> [DIRECTIONS]:
Copy out, word for word, the lines of the entries below, starting with the line that contains "Q: For each instance of the thistle bract" and going on through the line that contains "x=211 y=235", with both of those lines included.

> [DATA IN THIS EXERCISE]:
========

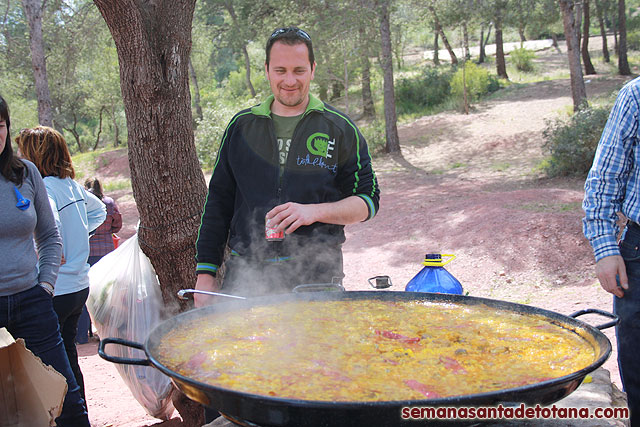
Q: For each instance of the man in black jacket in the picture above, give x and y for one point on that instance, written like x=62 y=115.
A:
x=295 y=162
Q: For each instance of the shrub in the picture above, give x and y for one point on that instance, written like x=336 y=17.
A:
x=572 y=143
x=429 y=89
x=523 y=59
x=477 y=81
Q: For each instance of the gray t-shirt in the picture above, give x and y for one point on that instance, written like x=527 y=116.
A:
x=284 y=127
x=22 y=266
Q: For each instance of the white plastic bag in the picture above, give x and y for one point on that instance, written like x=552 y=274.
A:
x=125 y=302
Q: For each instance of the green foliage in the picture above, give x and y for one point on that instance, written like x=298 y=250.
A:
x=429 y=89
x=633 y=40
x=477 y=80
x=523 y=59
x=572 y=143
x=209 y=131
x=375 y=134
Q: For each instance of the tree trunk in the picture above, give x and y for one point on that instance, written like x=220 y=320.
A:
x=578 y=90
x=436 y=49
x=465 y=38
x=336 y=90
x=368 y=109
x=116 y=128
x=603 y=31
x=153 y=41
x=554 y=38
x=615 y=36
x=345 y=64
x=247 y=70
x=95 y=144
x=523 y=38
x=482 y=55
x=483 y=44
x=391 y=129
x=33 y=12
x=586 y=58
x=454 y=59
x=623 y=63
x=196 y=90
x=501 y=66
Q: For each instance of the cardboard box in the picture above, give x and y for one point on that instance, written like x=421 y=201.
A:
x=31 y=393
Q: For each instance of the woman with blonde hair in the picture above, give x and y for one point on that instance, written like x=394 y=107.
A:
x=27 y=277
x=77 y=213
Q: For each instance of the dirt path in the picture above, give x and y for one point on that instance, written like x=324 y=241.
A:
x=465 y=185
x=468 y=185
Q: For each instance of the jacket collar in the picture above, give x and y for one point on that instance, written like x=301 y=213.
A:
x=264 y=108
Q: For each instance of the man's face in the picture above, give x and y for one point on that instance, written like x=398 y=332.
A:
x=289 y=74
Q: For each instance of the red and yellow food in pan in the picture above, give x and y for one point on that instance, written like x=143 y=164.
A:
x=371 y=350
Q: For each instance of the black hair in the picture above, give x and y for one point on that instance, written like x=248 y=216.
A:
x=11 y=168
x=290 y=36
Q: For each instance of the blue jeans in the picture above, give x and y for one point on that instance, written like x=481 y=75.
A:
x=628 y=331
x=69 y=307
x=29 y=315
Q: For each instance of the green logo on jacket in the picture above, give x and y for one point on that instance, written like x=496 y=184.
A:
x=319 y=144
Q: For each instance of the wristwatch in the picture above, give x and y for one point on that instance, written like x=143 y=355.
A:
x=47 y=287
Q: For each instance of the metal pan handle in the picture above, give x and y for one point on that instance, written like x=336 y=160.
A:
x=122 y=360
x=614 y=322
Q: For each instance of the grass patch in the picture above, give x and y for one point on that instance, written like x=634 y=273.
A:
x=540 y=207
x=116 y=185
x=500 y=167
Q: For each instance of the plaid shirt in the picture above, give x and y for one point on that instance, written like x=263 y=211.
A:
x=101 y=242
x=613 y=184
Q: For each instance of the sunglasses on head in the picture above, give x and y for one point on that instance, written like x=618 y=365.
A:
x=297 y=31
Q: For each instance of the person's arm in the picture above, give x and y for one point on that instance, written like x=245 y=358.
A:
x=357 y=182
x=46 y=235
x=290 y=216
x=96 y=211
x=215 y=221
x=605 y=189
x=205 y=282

========

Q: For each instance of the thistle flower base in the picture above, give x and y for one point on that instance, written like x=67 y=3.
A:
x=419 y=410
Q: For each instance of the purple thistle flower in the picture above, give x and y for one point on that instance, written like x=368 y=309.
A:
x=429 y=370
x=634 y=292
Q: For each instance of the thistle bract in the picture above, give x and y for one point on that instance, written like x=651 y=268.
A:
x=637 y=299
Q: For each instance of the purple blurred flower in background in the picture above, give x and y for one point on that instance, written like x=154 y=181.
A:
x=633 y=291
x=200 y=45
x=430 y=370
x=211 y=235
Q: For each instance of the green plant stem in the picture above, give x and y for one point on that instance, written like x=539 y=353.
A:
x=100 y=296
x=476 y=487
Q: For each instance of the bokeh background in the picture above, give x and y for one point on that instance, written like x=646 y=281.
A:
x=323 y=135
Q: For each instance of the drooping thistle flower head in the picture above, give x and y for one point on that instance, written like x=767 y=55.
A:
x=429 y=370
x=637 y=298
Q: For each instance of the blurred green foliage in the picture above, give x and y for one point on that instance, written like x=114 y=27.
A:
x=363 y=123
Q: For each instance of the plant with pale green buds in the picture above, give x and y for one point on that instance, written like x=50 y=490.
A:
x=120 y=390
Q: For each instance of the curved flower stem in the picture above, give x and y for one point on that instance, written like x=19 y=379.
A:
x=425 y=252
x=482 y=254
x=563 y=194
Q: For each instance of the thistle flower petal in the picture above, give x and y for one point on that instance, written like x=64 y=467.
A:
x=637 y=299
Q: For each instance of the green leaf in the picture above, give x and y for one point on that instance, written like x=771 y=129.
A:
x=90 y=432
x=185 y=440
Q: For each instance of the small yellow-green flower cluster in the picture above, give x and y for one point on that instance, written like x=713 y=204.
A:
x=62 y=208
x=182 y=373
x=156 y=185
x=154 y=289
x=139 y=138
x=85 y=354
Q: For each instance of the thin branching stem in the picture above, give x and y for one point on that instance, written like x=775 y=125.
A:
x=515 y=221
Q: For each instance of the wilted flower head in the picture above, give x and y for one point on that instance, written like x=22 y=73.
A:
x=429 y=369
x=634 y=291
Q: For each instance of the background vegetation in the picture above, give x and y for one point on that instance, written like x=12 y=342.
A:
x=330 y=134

========

> [RESPONSE BELOW]:
Q: For each instance of the thistle bract in the picture above, give x and y for one point on that instance, written like x=651 y=268.
A:
x=637 y=299
Q: For each instance of the purple blurred flower in background in the picture above, give x and y for one point on that instance, written like x=154 y=181.
A:
x=633 y=291
x=200 y=45
x=430 y=370
x=211 y=235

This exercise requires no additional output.